Would you filter the listing below so that only lines with the word "lamp" remain?
....................
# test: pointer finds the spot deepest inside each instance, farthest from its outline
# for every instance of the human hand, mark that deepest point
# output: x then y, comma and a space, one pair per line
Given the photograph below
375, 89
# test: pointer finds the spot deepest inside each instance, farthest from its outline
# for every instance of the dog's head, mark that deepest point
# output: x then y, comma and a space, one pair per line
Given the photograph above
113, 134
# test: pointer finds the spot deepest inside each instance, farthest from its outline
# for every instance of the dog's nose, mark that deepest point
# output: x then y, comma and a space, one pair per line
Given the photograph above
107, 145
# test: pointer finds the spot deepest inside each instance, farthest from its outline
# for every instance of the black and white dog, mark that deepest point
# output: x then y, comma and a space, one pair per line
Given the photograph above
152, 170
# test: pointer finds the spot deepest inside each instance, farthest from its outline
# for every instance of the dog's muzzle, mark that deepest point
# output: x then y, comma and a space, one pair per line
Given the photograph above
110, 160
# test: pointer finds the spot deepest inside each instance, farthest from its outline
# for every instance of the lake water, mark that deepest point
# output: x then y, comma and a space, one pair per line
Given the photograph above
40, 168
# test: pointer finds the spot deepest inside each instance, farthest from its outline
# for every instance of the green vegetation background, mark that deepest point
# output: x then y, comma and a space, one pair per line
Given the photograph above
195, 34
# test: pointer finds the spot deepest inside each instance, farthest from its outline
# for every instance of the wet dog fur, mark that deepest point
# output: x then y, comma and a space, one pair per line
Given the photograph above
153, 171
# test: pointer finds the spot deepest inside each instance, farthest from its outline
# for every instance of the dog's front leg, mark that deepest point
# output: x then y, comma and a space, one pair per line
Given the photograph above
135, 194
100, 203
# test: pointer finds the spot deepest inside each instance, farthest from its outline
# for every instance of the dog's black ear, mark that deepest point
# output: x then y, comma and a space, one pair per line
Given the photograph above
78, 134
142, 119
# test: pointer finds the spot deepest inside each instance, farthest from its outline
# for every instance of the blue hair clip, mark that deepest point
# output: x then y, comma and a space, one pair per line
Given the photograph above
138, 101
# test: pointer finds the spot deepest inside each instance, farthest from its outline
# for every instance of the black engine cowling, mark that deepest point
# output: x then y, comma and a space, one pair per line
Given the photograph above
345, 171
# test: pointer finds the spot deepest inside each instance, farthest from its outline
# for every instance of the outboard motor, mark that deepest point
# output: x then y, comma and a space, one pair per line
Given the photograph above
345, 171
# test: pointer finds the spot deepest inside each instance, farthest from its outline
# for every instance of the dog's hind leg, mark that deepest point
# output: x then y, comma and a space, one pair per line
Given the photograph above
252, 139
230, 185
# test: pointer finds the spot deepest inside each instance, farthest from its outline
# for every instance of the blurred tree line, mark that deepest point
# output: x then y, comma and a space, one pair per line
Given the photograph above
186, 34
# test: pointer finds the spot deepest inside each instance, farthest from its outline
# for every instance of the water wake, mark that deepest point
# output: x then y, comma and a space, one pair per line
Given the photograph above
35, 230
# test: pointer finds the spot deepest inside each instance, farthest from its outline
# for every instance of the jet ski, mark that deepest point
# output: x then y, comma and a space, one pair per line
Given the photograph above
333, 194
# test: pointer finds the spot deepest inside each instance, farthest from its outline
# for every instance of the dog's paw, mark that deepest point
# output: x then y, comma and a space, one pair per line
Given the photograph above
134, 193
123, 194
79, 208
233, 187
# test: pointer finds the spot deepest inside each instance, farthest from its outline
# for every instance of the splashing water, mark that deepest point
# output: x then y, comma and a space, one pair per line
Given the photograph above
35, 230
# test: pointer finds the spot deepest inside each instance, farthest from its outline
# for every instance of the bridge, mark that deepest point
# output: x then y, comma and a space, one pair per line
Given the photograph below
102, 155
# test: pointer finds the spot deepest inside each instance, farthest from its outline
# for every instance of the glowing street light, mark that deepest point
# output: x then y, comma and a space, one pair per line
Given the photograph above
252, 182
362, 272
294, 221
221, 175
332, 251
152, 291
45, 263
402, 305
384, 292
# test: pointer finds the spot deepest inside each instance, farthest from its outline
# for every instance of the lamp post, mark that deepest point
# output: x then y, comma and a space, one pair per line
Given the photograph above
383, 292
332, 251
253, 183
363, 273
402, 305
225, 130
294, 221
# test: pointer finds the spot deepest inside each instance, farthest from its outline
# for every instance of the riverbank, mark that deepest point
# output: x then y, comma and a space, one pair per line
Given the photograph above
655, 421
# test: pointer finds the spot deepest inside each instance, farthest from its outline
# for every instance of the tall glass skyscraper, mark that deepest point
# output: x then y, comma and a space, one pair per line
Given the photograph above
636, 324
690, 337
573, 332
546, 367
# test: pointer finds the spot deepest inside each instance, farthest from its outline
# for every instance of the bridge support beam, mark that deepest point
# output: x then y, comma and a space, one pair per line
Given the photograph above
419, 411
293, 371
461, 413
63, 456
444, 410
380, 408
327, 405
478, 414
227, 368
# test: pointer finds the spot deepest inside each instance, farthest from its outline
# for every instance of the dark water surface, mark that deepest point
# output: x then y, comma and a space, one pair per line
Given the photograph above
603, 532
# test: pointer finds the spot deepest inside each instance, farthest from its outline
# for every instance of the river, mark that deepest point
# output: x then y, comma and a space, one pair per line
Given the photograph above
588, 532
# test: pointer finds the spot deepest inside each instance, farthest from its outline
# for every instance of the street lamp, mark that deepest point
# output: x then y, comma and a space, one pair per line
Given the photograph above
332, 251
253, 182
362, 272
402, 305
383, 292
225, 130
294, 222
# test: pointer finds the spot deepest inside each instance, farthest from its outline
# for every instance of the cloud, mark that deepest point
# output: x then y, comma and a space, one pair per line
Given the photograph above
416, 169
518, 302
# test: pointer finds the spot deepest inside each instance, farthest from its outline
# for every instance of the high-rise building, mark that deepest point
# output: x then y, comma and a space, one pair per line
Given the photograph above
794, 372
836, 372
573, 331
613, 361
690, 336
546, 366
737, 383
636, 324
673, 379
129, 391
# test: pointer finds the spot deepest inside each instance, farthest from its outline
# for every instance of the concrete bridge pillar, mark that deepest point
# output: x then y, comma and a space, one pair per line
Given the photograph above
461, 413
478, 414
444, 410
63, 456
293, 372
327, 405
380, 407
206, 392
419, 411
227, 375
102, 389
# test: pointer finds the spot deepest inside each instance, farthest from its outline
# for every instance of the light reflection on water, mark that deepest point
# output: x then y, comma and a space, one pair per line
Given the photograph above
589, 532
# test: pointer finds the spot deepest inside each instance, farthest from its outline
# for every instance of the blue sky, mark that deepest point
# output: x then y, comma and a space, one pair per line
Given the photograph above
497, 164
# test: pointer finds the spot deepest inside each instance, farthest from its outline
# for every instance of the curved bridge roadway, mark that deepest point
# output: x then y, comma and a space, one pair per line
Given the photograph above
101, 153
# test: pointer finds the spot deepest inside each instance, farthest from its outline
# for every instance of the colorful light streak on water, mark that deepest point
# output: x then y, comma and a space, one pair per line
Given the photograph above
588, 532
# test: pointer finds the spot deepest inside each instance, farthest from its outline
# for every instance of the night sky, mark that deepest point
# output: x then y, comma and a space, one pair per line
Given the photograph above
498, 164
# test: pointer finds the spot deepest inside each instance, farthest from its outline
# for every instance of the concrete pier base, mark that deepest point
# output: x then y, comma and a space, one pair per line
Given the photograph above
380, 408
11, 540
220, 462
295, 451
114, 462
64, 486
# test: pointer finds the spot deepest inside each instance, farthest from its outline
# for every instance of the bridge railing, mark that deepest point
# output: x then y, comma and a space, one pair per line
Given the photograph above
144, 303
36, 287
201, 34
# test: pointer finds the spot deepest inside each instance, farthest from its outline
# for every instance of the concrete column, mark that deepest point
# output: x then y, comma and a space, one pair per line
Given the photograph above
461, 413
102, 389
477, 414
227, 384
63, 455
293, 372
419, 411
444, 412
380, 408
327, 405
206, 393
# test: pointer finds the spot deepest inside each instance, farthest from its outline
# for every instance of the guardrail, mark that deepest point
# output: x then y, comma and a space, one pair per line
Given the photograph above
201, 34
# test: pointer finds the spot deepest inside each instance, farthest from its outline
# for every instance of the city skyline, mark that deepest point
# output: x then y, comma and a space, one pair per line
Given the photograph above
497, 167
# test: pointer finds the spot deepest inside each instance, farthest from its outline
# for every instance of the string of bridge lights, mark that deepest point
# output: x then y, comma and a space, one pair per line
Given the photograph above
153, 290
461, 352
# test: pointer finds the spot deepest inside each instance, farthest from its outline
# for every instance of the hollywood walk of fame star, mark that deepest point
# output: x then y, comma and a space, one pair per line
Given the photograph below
....................
▶ [SOLUTION TO THE PROBLEM]:
# for every instance of the lamp post, mark that deepest point
# for every instance of the street lamp, mark that deepest point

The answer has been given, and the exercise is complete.